__Requirements__: In the listing below, pick out every line that contains the word "black" and copy those lines.

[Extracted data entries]
=-=-=-=-=
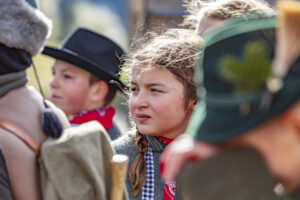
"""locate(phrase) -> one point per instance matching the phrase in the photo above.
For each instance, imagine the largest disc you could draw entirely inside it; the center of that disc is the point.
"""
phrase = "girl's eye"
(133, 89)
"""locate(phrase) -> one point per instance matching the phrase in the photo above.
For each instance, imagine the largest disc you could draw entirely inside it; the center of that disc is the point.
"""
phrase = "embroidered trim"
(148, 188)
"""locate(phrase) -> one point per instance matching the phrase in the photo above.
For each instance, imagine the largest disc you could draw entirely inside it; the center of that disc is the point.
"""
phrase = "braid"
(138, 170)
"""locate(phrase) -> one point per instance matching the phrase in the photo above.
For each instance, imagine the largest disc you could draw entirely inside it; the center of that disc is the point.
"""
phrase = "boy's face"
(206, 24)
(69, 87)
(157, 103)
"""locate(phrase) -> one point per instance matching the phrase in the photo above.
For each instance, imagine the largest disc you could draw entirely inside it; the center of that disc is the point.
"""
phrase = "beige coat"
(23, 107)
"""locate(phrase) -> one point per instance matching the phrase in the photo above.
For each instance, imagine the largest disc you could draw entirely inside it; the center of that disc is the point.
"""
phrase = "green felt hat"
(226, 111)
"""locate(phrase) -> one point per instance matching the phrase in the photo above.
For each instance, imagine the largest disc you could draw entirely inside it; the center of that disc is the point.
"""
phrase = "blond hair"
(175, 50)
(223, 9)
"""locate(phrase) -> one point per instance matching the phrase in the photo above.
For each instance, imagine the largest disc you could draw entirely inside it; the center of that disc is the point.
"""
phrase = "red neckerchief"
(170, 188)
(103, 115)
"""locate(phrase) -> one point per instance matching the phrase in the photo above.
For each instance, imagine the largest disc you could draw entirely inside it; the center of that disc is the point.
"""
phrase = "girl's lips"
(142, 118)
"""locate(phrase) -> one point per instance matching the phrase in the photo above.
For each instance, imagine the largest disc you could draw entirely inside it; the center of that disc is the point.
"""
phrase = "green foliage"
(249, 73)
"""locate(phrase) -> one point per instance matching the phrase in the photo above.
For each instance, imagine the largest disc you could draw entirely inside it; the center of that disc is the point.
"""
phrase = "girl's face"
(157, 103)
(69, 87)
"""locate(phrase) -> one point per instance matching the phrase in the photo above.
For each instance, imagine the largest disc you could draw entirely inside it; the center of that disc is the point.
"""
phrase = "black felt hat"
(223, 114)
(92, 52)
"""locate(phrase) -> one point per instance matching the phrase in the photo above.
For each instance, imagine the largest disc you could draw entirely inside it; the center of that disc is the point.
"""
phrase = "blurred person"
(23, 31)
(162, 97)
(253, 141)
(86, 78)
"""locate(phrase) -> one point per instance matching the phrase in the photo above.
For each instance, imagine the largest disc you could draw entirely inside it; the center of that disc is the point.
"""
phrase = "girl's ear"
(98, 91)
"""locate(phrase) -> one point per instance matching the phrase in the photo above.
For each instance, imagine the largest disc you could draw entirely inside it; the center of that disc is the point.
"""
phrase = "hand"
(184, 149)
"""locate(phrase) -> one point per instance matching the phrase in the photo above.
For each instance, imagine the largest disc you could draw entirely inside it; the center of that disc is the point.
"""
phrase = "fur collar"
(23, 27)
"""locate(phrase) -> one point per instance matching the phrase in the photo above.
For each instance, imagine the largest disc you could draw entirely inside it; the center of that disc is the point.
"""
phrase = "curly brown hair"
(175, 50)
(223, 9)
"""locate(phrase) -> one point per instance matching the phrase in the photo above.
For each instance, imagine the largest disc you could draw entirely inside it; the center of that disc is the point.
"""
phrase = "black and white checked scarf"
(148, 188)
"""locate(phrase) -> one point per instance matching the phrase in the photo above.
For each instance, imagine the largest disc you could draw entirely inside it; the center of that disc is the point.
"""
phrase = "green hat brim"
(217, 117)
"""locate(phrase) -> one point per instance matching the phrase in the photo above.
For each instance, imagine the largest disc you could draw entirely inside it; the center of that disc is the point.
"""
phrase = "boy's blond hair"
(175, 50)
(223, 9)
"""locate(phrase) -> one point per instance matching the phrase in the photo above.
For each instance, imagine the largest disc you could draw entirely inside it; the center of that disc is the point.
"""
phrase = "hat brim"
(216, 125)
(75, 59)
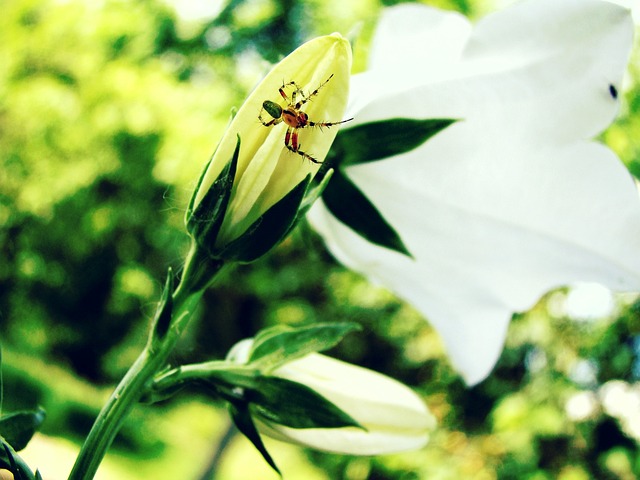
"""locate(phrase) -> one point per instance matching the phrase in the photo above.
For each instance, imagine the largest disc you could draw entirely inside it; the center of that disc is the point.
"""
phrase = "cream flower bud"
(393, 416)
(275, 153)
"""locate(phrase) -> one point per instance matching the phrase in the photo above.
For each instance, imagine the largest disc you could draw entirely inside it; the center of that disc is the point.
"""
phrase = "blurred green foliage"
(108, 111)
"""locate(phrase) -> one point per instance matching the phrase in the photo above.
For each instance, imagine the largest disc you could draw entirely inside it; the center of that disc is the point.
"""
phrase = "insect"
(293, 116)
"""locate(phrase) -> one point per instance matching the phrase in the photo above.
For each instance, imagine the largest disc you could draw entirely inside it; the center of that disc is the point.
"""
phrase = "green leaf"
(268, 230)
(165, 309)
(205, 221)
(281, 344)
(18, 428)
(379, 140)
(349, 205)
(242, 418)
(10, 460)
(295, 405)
=-=-=-=-=
__Task result__:
phrase = "black felt hat"
phrase = "black and white checked scarf"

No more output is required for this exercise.